Stored data entries:
# # # # #

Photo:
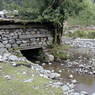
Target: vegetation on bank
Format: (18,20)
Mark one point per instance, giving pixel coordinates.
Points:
(90,34)
(86,16)
(55,11)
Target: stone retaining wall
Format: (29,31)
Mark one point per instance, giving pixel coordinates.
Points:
(80,43)
(18,36)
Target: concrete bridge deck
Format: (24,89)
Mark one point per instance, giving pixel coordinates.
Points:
(24,35)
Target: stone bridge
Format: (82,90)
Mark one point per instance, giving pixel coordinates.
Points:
(25,35)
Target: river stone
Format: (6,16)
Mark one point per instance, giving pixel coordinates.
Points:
(1,45)
(13,58)
(54,75)
(2,51)
(93,93)
(28,80)
(49,57)
(8,77)
(84,93)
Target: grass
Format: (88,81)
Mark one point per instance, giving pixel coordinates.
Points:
(17,86)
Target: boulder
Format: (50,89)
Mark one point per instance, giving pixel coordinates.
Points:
(49,57)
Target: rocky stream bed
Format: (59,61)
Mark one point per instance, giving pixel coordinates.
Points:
(65,77)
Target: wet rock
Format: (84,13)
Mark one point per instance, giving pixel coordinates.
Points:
(74,81)
(60,71)
(50,63)
(76,93)
(12,58)
(93,93)
(83,93)
(49,57)
(71,76)
(8,77)
(43,64)
(28,80)
(54,75)
(24,73)
(14,64)
(57,84)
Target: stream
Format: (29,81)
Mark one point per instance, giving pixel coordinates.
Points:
(84,82)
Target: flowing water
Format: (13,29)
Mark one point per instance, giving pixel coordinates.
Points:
(85,82)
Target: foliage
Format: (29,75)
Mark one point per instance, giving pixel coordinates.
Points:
(85,16)
(82,34)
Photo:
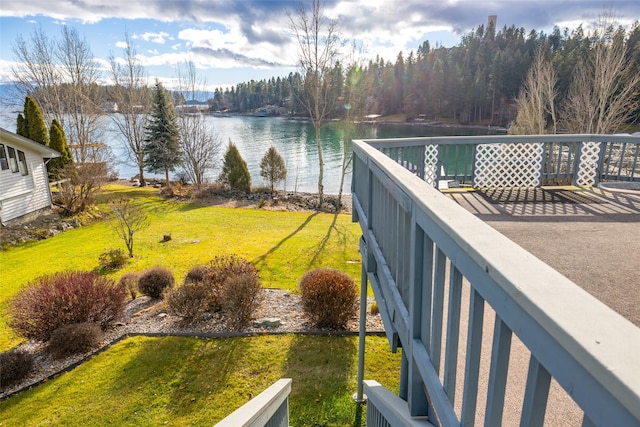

# # # # #

Aim of the exercise: Repeat each line above exactly. The pictures stay out.

Finished exercise:
Photo:
Target: vegetation on bank
Format: (18,20)
Mark one point per instance, giving pixel coordinates.
Points:
(90,34)
(86,16)
(55,11)
Target: stone retaining wall
Format: (29,31)
Mark one point per instance, giving pixel coordinates.
Points:
(80,43)
(18,36)
Target: concrete bridge deck
Format: (24,89)
Mark one point per instance, giving pixel coordinates.
Points:
(24,35)
Target: stone bridge
Format: (82,90)
Mark one point per instance, giving pixel coordinates.
Points:
(25,35)
Target: river stone
Format: (6,16)
Mark one point per instance, giving pixel coordinates.
Points:
(1,45)
(13,58)
(54,75)
(2,51)
(93,93)
(28,80)
(49,57)
(8,77)
(84,93)
Target: grass
Format: (88,81)
Mark one point per instance, giving pixel coordinates.
Points:
(17,86)
Target: boulder
Format: (50,89)
Mark one point per instance, giving pixel coordinates.
Points:
(49,57)
Target: rocky stream bed
Format: (59,61)
Mark one point per instance, giving pixel coordinates.
Points:
(65,77)
Target: wet rock
Format: (84,13)
Mark one point per instance, giving pixel coordinates.
Points:
(74,81)
(60,71)
(50,63)
(76,93)
(12,58)
(93,93)
(83,93)
(49,57)
(71,76)
(8,77)
(43,64)
(28,80)
(54,75)
(24,73)
(14,64)
(57,84)
Target: stream
Format: (29,81)
Mark one point per instance, giving pixel coordinates.
Points:
(84,82)
Target: flowing water
Format: (13,29)
Mark one point per instance, giving pixel coordinates.
Points:
(85,82)
Target: foliage
Format: (29,75)
Mark one point per instance, giving pixel coordinates.
Points:
(85,16)
(82,34)
Photo:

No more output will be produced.